[TASK INSTRUCTIONS] Starting from the line containing "Could you point out the doorway", write out the rest of the entries exactly, through the final line, including nothing else.

Dataset records
- - - - - - -

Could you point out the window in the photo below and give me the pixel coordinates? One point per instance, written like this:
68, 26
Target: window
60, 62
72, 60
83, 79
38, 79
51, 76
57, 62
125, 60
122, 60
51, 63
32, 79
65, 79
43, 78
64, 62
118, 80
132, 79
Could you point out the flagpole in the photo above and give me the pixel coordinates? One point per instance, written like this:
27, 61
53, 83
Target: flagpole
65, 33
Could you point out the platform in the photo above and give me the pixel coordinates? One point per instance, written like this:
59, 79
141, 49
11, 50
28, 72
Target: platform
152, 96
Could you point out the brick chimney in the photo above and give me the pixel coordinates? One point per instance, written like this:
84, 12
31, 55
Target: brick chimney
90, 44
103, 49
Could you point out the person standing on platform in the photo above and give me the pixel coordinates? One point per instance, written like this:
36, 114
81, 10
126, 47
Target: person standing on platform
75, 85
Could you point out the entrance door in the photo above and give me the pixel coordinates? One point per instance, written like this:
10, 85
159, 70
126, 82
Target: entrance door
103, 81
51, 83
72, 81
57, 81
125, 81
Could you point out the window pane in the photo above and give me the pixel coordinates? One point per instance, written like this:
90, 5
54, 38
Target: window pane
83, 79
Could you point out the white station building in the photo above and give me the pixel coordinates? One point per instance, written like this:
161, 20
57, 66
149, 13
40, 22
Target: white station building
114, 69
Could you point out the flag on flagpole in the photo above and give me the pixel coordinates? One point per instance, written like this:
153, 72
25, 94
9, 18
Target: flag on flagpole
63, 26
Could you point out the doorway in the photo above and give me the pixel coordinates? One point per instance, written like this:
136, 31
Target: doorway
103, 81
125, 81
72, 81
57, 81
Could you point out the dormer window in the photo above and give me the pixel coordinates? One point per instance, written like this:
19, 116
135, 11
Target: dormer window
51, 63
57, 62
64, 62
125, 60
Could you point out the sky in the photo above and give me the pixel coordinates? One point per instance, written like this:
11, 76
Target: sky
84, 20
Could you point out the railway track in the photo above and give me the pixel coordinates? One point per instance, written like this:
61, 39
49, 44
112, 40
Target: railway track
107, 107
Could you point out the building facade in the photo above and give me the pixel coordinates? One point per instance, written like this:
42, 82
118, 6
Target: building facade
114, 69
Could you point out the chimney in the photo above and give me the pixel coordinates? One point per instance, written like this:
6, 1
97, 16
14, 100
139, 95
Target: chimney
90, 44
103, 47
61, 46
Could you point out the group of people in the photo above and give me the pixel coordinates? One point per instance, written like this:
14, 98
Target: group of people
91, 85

- - - - - - -

[WRITTEN SOLUTION]
Could you point out the doorway in the photo above and give me the pixel coordinates? One point per instance, written like this:
136, 31
Target: doorway
103, 81
125, 81
72, 81
57, 81
Could you point out the dormer window in the photo above and give me the pixel coordinates? One point per instance, written like this:
19, 116
135, 11
Target: dormer window
51, 63
57, 62
64, 62
125, 60
Could you point out the sky in the photo above and give me the pixel coordinates? One point per instance, written like this:
11, 76
Target: sky
84, 20
Could you point out the railway track in the photo above and give me the pixel coordinates? One point per instance, written like this:
61, 39
49, 44
112, 40
Target: railway track
107, 107
Could you point out the building facade in the photo above and give me the pixel coordinates? One point per instance, written like this:
42, 82
118, 6
Target: building facade
114, 69
Could you point out the chimney in the photo above and give me the pixel coordinates? One point per instance, written like this:
6, 1
97, 16
14, 100
139, 95
Target: chimney
90, 44
103, 47
61, 46
Could you point out the group of people in the photo above and give me the pixel coordinates? One point per instance, written like this:
14, 98
Target: group of people
91, 85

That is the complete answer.